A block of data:
________________
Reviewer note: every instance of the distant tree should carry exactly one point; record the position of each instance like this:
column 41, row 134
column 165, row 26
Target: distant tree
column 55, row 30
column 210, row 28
________________
Write out every line of the material above again, without changing anything.

(Result):
Reviewer note: every instance of the distant tree should carry exactly one point; record the position of each instance like this:
column 41, row 134
column 165, row 26
Target: distant tree
column 55, row 30
column 210, row 28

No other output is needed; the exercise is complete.